# STATED PROBLEM 1
Based on the Neelkanth Tiwari passage:
(a) In what month and year did he die?
(b) Which song did he write that was Kishore Kumar's first yodeling hit?
(c) For which movie did Mukesh sing "Dil Hi Bujha Hua Ho To"?
# STATED PROBLEM 2
Which people besides Neelkanth Tiwari are named in the Neelkanth Tiwari passage?
# STATED PROBLEM 3
Could you resume the passage about Neelkanth Tiwari, starting after its last sentence?

# PROVIDED PASSAGE
________________________________________

Neelkanth Tiwari was one of the most prolific lyricists and poets of his times. He spent his earlier years in Madhya Pradesh and later settled down in Mumbai. He died in February 1976 but left behind a collection of poems and songs that are still popular across India. A Hindi songwriter and poet known for his impeccable command over the language. He was closely associated with people such as Kishore Kumar and Dilip Kumar in the early years of the Indian film industry. He wrote Kishore Kumar's first yodeling hit song, "Tikram Baazi" and also the first film song legendary singer Mukesh chand Mathur sang "Dil Hi Bujha Hua Ho To" for the movie Nirdosh (1941). He also acted as a supporting actor in a movie with Dev Anand.

________________________________________

# DATA SEGMENT
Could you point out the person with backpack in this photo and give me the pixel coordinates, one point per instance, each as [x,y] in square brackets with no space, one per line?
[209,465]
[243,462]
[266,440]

________________________________________

# RIGHT ANSWER 1
(a) February 1976
(b) "Tikram Baazi"
(c) Nirdosh (1941)

# RIGHT ANSWER 2
- Kishore Kumar
- Dilip Kumar
- Mukesh chand Mathur
- Dev Anand

# RIGHT ANSWER 3
Neelkanth Tiwari also composed jingles and was a known critic in the Indian film industry.

He was survived by his wife Ramadevi Tiwari, two daughters and a son.

Famous songs

Movie Name: Nirdosh

Starring: Nalini Jaywant and Mukesh
Song: Dil Hi Ho Bujha Hua To
Music: Ashok Ghosh
Singer: Mukesh (1st Song of his career in the Film Industry)
Lyrics: Neelkanth Tiwari

Movie Name : Ram Baan
Starring Shobna Samarth & Prem Adib.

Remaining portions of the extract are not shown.